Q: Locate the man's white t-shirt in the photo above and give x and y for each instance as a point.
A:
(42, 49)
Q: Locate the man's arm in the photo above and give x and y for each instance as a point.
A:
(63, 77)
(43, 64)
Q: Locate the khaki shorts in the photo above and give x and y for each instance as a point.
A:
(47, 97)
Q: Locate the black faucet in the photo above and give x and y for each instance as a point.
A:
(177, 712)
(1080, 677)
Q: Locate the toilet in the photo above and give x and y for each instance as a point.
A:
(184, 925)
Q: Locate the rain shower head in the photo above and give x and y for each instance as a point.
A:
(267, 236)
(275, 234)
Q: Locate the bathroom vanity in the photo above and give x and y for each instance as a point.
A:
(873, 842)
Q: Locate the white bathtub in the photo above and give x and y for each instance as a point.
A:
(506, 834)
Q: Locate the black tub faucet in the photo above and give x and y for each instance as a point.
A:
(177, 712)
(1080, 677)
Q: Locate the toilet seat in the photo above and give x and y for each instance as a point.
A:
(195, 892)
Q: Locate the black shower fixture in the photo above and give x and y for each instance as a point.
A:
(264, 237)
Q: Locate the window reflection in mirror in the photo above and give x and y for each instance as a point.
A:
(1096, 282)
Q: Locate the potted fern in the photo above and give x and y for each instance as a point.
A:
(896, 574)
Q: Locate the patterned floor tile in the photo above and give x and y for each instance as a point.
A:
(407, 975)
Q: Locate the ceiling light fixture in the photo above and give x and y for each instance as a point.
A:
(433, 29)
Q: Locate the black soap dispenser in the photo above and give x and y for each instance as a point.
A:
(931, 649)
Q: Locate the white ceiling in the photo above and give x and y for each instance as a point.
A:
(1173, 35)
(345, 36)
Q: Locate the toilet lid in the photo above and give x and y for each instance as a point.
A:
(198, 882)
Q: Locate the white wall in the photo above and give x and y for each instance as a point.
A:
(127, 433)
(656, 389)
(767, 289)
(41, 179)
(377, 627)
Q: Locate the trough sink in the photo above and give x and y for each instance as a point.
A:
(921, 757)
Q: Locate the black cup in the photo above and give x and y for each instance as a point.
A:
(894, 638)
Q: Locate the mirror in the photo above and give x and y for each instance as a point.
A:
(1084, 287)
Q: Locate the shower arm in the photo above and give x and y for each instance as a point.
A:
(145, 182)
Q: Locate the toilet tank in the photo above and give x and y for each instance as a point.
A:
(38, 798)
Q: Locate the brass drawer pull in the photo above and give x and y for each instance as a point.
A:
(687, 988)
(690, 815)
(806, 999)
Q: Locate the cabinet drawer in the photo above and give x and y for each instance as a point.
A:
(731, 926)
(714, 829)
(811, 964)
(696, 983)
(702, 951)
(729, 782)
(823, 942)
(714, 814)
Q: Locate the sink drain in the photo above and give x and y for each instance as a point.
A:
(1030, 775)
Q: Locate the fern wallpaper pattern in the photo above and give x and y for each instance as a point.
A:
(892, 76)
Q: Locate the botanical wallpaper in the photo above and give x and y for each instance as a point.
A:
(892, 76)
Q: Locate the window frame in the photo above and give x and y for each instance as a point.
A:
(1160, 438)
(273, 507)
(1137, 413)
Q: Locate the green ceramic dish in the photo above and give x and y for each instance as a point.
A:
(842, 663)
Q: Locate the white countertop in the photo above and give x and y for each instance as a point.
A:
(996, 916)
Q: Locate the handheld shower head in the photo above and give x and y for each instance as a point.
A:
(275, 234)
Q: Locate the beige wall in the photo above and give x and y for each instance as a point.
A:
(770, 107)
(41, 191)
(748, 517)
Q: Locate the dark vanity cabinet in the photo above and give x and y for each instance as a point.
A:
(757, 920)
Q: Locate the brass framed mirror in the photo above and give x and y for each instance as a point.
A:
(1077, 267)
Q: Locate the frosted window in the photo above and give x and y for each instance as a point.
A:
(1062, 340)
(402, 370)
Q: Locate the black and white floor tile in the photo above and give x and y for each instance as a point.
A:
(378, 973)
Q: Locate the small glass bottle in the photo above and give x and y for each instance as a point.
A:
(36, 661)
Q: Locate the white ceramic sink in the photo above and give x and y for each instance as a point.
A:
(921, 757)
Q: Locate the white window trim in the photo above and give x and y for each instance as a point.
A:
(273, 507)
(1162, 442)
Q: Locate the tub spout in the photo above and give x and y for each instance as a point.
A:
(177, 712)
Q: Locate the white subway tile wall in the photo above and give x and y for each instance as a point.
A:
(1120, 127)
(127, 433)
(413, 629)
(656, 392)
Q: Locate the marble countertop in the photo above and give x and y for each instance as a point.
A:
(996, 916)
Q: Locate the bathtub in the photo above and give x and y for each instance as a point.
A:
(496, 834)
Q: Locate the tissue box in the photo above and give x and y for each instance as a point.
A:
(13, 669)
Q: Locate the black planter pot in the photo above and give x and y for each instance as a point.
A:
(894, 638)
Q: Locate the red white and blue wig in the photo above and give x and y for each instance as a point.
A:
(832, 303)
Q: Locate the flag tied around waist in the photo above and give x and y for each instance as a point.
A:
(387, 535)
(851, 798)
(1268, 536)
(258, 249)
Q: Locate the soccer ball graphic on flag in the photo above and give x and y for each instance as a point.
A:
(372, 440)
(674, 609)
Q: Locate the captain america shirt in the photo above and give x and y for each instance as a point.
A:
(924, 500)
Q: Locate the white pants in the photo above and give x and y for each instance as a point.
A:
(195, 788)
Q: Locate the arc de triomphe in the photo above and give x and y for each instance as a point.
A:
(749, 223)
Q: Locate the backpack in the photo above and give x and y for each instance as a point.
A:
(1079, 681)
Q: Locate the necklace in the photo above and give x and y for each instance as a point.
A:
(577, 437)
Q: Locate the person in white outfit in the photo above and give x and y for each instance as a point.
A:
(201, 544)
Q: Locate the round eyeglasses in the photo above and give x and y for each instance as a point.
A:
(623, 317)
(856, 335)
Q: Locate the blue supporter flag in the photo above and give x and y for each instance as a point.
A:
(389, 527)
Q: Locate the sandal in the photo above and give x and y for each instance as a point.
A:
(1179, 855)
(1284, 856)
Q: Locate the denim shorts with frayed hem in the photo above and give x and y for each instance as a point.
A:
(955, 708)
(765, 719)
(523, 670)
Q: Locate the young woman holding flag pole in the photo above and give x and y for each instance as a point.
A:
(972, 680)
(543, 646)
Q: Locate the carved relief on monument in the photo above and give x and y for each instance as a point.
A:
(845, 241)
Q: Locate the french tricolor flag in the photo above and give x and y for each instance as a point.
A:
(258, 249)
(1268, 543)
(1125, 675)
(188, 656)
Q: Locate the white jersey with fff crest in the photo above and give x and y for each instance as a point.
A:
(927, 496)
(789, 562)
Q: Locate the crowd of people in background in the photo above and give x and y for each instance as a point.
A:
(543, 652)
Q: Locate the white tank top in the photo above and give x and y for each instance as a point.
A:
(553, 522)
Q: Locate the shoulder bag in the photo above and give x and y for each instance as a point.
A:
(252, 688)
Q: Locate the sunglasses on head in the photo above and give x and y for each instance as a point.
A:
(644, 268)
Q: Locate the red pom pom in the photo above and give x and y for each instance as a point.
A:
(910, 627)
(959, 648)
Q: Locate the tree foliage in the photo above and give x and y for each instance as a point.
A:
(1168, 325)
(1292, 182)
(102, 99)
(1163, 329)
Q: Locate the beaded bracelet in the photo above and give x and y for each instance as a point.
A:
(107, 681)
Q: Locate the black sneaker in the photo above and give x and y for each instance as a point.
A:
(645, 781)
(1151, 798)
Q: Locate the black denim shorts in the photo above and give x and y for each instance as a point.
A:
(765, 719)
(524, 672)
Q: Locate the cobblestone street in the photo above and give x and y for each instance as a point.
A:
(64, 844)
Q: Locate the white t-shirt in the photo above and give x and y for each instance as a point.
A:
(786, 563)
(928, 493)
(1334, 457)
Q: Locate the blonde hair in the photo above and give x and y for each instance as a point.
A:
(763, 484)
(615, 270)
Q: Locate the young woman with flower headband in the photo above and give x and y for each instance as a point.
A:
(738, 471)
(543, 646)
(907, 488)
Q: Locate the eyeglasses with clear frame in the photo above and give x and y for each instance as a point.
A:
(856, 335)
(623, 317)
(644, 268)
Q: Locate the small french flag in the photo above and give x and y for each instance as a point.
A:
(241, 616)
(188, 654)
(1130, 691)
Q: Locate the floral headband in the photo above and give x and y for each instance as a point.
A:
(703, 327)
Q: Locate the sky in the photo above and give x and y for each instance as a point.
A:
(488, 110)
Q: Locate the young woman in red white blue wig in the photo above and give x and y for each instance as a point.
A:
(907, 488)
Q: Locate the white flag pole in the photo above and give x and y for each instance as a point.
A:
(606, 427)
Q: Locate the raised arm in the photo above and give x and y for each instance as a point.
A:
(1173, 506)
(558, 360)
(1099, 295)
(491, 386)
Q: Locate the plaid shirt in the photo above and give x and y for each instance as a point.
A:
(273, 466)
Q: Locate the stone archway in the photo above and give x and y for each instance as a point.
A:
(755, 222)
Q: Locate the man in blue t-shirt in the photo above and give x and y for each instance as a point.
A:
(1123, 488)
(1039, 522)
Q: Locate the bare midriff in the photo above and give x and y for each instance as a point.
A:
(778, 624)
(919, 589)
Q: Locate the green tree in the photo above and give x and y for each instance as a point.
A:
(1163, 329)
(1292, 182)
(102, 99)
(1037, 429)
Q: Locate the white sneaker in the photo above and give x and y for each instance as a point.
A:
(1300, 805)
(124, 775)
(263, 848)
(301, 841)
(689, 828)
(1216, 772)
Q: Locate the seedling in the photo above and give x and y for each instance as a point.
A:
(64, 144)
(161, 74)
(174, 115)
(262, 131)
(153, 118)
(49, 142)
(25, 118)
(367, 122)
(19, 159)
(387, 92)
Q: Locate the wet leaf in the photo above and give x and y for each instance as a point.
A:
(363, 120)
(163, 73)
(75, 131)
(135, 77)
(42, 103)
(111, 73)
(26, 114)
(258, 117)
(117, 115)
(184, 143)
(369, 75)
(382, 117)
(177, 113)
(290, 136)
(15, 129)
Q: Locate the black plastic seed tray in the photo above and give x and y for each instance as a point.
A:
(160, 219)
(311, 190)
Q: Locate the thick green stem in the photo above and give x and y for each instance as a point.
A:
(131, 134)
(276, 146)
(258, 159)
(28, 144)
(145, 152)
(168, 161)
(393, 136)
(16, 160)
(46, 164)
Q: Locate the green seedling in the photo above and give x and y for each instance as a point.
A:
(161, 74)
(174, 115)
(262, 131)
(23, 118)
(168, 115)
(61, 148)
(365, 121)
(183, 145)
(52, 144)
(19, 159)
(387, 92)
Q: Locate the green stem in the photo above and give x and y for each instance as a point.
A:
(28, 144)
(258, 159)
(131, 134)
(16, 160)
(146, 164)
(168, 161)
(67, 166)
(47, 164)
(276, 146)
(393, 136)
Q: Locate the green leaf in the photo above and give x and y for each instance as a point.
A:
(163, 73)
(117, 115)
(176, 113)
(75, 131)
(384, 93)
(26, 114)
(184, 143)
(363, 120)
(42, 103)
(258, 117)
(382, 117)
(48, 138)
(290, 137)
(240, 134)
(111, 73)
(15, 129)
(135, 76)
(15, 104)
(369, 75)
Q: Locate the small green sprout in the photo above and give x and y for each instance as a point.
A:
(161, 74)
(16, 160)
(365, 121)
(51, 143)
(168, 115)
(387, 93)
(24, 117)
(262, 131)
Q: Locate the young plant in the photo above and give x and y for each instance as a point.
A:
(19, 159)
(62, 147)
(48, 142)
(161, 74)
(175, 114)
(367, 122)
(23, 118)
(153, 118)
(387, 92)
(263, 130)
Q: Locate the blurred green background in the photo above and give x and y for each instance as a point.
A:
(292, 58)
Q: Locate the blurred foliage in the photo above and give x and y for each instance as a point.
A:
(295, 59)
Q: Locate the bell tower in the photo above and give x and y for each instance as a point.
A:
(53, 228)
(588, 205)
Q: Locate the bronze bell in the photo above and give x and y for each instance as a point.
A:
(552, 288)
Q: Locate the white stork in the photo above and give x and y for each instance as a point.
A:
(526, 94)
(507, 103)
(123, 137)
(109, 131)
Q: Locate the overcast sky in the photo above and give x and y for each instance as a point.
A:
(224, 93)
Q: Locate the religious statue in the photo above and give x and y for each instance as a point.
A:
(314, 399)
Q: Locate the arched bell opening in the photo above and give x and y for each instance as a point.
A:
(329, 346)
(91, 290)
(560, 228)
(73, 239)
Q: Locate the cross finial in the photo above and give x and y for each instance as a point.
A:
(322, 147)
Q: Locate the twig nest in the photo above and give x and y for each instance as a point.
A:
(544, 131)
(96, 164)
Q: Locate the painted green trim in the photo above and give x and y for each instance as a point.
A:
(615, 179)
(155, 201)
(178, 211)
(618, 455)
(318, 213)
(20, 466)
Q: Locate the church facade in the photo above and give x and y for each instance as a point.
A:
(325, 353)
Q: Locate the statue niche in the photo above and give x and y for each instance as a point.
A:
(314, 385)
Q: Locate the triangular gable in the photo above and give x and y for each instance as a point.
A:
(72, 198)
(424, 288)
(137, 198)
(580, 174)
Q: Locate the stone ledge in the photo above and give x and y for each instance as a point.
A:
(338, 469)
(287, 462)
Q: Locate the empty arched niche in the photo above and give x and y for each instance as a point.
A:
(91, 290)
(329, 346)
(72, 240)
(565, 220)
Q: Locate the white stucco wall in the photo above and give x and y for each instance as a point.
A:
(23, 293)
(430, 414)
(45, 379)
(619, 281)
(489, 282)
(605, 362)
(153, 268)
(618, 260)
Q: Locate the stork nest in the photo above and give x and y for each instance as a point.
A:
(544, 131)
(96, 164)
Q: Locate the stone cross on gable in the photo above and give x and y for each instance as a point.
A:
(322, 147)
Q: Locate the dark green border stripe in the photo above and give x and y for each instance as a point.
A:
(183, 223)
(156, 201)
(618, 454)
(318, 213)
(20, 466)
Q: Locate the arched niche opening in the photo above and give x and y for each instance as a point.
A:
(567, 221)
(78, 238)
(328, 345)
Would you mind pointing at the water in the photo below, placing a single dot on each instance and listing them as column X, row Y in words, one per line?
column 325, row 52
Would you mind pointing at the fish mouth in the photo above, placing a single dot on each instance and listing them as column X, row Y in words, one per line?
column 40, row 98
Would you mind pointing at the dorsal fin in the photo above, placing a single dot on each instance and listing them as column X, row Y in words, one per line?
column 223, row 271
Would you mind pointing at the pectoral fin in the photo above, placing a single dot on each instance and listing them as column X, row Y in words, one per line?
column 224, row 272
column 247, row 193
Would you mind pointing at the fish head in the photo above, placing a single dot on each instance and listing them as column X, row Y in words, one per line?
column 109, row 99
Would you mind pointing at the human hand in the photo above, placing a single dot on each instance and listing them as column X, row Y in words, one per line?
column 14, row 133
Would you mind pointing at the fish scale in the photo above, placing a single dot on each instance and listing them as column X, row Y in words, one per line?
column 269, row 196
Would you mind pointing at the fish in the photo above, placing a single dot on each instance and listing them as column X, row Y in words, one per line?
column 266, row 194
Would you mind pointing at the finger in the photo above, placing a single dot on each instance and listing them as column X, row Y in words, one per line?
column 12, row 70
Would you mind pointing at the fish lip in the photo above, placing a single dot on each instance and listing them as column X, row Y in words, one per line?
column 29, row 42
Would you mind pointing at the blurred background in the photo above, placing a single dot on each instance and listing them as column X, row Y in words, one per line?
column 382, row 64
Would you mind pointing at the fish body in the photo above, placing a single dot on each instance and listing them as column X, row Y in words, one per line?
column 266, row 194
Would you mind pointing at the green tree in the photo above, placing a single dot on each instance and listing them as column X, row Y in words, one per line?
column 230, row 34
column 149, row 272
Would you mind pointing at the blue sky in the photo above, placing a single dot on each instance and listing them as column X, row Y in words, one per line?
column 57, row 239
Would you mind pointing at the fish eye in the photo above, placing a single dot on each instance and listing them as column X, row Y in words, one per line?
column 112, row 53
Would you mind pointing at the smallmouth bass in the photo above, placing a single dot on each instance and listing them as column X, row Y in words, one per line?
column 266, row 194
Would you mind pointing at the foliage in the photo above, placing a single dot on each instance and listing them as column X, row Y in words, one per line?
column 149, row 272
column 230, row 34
☆ ☆ ☆
> _WHAT YOU SHOULD DO_:
Copy out word for word the lines of the material above, starting with the line containing "Would you mind pointing at the fish head" and going on through the line containing "column 29, row 42", with both of those lines included.

> _THE COMPLETED TASK_:
Would you mind pointing at the fish head in the photo above, placing a single dot on each instance and listing them as column X, row Y in words, one per line?
column 109, row 99
Would you mind pointing at the human hand in the photo above, placing a single dot on each instance and listing them as column X, row Y in words, one per line?
column 14, row 133
Would you mind pointing at the fish scale in the photo above, placing a single dot on each instance and listing them as column X, row Y in words, one per line?
column 269, row 196
Would you mind pointing at the fish in the photo above, placing a single dot on each instance and listing them as column X, row Y in words, one per line?
column 266, row 194
Would you mind pointing at the finger in the photo above, placing a single dot on each instance and listing them as column X, row Y in words, one per line?
column 12, row 70
Would you mind pointing at the fish lip in the photo above, placing a single dot on each instance and listing them as column X, row Y in words, one per line?
column 29, row 42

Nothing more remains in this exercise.